## STATED EXERCISE
Take the lines of the listing starting at the line that contains "the wooden track" and ending at the line that contains "x=317, y=227". Give back only those lines, swapping "wooden track surface" for "wooden floor surface" and leaving everything else unchanged.
## start MATERIAL FOR THE TASK
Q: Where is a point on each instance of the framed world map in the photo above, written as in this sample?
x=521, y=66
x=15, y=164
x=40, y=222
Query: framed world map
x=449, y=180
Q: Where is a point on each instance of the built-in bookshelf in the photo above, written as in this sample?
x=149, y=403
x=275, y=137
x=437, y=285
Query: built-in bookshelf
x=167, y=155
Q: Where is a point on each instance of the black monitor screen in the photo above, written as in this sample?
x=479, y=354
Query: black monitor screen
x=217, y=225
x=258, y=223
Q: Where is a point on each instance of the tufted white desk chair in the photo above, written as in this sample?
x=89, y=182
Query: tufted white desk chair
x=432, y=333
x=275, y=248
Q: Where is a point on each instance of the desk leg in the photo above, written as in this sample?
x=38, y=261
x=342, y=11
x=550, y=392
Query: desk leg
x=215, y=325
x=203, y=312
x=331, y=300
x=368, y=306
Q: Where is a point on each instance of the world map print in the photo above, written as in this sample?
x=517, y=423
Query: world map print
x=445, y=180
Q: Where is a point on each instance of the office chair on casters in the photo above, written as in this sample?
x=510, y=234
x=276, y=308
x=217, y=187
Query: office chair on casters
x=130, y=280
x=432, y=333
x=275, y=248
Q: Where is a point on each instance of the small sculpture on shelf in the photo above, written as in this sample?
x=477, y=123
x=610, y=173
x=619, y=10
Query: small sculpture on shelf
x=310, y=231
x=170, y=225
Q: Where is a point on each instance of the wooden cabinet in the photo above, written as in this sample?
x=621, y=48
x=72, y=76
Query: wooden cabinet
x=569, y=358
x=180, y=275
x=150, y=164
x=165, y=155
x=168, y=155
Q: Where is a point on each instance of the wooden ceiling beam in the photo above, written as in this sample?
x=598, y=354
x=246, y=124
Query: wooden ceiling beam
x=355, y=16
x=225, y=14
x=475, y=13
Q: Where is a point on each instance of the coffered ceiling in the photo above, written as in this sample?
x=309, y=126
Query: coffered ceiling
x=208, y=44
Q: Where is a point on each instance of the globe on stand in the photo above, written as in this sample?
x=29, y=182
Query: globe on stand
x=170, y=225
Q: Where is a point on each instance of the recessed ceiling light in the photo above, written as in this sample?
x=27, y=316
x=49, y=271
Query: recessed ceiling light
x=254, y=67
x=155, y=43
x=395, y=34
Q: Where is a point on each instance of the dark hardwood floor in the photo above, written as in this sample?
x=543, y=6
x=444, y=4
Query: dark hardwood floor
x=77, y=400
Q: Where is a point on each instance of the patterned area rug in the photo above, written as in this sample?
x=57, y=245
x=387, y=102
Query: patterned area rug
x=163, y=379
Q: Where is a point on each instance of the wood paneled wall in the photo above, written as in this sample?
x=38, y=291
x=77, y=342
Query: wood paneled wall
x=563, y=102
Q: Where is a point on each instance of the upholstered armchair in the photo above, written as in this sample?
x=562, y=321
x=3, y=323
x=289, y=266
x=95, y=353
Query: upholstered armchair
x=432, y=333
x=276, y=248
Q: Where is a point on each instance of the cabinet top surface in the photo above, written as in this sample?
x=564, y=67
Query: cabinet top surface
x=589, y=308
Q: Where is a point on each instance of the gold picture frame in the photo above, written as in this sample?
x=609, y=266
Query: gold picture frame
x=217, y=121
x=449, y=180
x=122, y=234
## end MATERIAL FOR THE TASK
## start MATERIAL FOR THE TASK
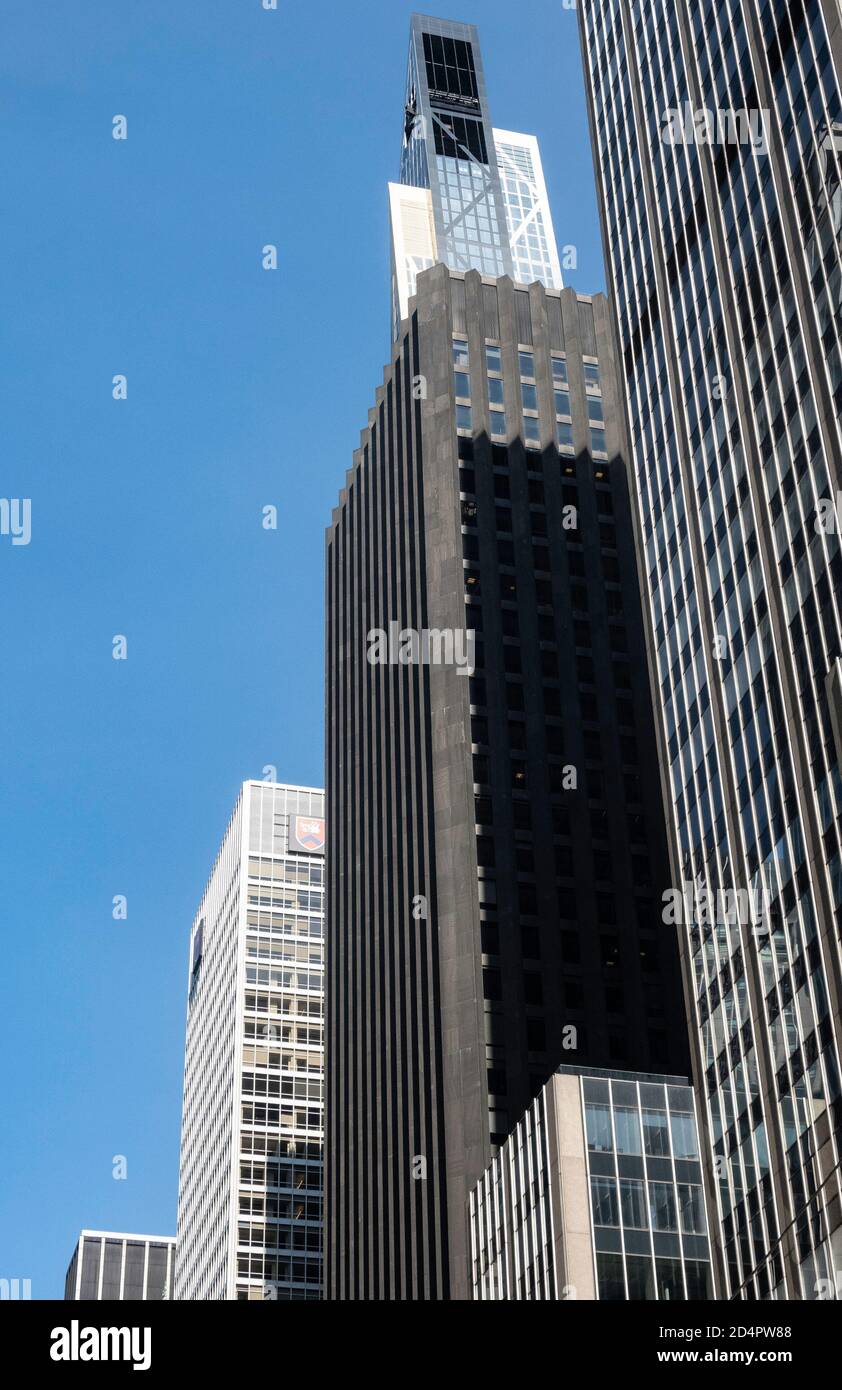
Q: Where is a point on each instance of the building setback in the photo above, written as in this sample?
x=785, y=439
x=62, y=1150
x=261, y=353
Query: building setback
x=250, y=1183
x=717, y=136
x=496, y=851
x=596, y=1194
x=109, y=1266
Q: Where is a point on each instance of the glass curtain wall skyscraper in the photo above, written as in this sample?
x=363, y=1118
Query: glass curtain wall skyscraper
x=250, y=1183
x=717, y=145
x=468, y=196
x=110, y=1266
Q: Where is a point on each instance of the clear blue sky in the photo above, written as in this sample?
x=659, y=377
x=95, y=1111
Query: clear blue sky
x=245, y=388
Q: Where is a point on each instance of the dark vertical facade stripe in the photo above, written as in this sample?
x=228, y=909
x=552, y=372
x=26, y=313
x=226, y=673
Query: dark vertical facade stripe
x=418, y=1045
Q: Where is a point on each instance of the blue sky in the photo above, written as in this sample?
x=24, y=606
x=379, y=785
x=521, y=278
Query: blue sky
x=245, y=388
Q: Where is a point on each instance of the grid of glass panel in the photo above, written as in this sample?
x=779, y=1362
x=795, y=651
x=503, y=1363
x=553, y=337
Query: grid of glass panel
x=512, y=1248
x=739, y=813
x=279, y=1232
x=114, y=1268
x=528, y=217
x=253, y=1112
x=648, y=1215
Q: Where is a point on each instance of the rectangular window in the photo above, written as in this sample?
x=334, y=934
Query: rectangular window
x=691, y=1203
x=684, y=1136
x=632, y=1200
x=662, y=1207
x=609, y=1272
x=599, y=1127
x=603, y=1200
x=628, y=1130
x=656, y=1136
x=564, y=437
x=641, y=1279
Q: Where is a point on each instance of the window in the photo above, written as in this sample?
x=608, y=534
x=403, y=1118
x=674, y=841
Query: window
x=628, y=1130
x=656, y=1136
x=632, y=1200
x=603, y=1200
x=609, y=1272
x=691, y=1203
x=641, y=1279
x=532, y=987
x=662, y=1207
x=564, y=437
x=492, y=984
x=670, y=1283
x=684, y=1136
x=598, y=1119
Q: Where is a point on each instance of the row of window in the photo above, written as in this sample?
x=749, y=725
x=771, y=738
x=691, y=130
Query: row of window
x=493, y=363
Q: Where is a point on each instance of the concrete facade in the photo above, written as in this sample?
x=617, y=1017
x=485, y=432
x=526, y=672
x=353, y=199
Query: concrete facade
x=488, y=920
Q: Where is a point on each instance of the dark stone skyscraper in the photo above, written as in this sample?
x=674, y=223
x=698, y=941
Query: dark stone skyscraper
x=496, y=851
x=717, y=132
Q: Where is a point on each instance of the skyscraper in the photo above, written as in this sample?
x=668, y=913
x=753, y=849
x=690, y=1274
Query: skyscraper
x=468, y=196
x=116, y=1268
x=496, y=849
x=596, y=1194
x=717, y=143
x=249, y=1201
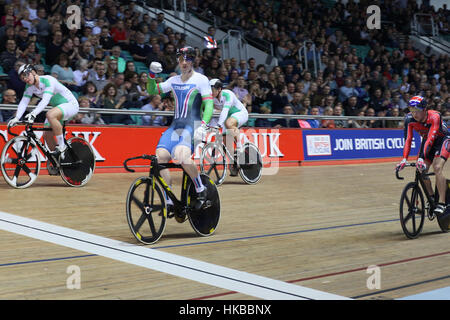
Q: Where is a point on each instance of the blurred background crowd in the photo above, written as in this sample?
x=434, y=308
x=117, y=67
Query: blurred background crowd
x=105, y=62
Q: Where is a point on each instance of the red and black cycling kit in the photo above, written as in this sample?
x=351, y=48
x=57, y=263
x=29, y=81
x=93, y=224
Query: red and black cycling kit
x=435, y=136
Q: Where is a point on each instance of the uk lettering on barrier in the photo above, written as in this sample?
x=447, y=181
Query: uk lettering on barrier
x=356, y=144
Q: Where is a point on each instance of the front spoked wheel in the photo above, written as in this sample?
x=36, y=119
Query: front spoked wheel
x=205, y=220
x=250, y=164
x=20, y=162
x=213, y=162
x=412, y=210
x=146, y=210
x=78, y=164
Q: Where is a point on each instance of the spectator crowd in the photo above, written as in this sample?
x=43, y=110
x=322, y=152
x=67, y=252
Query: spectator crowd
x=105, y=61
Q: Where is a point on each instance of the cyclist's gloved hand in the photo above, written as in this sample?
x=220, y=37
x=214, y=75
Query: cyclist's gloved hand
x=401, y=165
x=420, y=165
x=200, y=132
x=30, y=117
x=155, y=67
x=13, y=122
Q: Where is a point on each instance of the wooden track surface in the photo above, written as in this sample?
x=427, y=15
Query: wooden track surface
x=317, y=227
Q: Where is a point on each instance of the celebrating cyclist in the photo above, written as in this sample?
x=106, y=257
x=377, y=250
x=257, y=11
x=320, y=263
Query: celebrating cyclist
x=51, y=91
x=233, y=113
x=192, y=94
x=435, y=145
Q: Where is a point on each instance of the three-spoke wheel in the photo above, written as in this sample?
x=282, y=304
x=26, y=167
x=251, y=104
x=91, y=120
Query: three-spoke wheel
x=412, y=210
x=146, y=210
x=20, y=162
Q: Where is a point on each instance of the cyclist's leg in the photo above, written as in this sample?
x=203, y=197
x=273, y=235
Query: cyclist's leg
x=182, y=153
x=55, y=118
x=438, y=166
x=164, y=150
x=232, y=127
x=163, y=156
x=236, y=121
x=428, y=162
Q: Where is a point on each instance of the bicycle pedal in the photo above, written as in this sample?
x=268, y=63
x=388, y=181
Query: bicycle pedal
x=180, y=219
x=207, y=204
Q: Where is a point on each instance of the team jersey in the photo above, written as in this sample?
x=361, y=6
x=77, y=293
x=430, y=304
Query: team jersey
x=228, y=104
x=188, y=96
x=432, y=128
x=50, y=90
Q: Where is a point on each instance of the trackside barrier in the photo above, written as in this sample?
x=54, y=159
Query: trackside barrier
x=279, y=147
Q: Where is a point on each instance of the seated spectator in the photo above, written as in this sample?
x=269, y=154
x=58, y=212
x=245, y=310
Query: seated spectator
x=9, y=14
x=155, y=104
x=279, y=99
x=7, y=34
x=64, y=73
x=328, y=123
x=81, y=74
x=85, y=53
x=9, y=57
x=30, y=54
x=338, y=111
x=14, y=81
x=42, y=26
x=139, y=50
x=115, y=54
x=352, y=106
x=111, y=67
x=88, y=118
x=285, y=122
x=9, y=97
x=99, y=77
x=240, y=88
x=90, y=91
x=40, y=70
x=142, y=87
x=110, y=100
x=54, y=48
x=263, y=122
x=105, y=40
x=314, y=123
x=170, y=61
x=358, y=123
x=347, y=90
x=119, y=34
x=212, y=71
## end MATERIAL FOR THE TASK
## THE COMPLETED TASK
Q: Where is a point on each instance of the wooden floor surface in the photo above, written as in this sample?
x=427, y=15
Query: wooden floor surface
x=317, y=227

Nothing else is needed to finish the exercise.